(Data excerpts)
"""
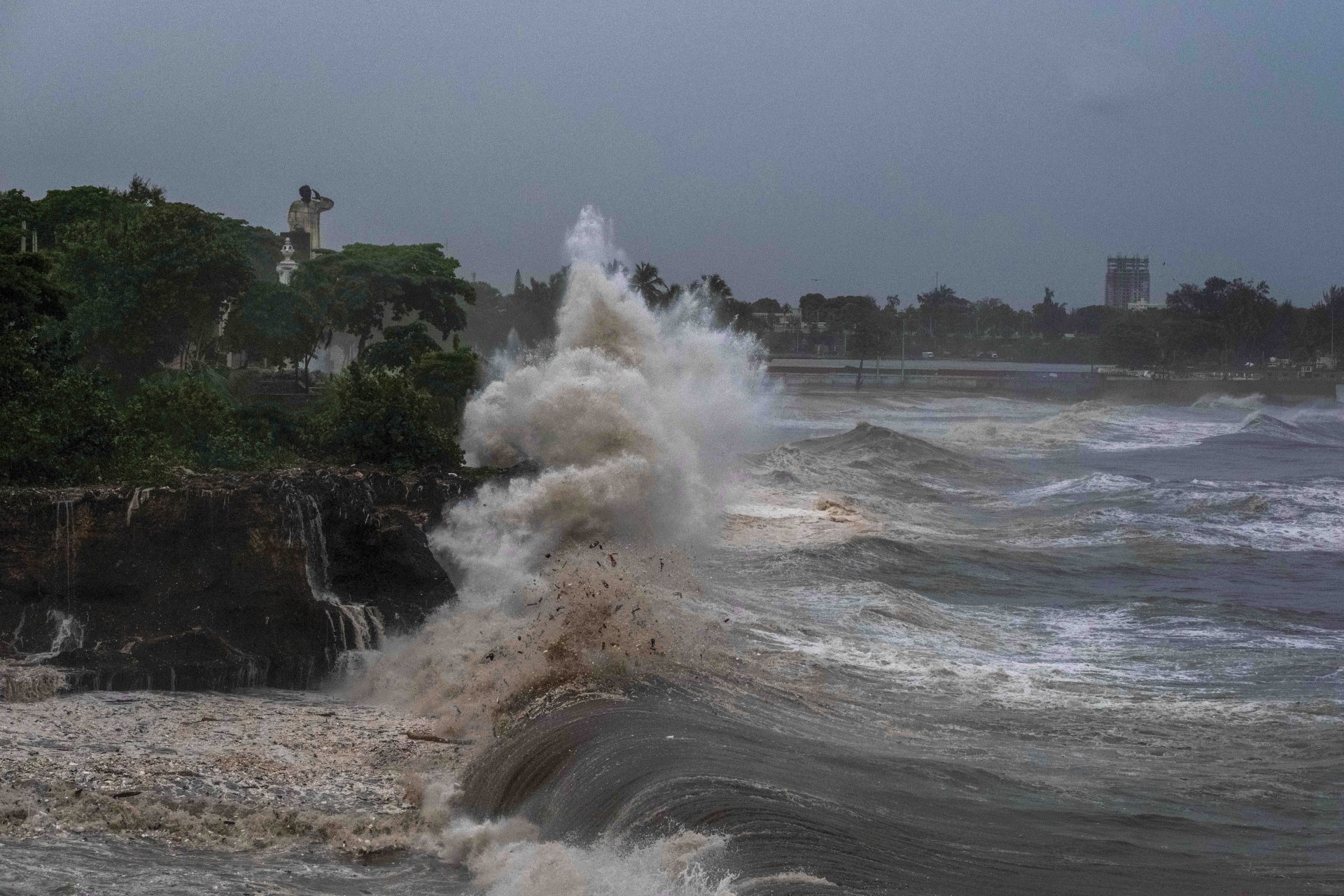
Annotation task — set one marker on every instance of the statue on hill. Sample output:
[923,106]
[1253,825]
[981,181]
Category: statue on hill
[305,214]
"""
"""
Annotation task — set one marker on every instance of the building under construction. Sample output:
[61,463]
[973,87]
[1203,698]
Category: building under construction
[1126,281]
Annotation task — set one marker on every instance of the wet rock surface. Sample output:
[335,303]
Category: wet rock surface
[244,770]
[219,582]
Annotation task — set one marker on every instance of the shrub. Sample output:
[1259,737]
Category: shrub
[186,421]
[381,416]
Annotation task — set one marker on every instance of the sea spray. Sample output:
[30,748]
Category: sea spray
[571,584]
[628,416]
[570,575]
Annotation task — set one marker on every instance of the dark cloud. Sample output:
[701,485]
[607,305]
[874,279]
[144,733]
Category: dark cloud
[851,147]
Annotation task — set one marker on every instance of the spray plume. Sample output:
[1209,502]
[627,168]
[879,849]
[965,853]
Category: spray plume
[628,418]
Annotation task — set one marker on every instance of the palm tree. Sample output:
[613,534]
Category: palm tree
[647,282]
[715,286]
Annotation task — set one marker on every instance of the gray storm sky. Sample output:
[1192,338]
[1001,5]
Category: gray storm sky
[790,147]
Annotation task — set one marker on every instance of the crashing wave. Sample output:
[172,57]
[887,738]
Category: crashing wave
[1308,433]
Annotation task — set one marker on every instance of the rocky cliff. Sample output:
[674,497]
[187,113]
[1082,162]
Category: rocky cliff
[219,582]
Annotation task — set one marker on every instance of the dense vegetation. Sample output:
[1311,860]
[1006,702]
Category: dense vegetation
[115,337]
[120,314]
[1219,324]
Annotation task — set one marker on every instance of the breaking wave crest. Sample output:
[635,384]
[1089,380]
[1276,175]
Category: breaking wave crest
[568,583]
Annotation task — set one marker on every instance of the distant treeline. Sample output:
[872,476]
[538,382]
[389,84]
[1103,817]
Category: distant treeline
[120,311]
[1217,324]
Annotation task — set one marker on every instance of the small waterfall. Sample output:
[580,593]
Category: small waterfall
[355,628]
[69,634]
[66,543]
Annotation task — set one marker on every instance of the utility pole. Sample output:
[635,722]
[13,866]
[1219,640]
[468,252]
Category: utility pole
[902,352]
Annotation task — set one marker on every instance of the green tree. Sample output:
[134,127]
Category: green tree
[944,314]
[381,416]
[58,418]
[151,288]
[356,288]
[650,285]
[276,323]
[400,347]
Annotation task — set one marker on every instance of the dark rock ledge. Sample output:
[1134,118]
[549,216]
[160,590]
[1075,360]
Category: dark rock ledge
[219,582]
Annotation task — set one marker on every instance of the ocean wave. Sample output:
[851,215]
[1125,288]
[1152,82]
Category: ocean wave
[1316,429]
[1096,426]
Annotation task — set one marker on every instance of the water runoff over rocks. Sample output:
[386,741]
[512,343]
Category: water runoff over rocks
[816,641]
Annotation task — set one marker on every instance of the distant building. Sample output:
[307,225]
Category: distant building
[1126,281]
"""
"""
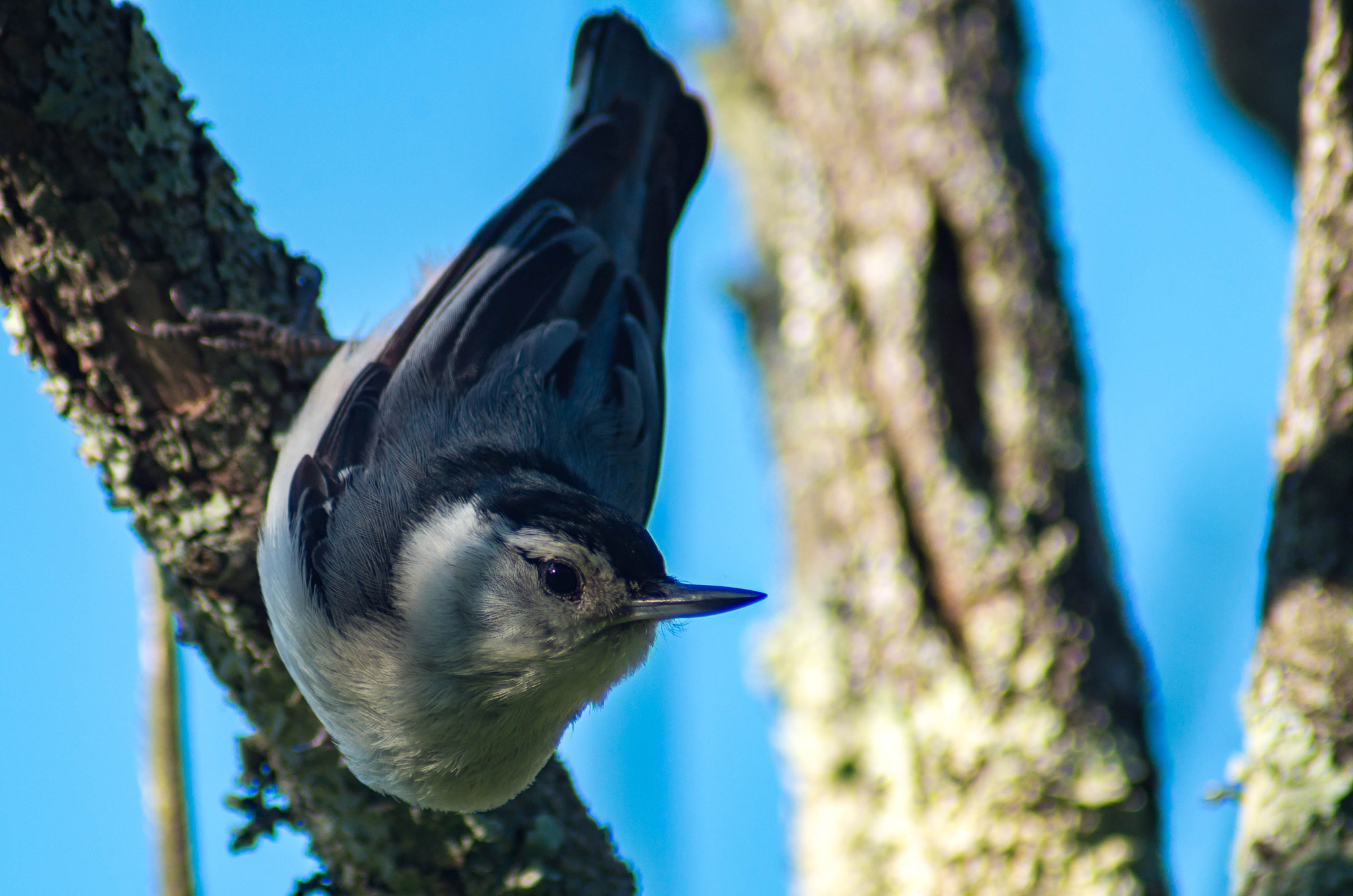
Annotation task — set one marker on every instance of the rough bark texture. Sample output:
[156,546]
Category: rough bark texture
"""
(What the task requires) Collect each line of the data above that contains the word "building", and copy them out in their original order.

(Complete output)
Annotation task — set one marker on every instance of the building under construction. Sample output:
Category: building under construction
Annotation task — set one marker on every instance of the distant building. Sample output:
Category: distant building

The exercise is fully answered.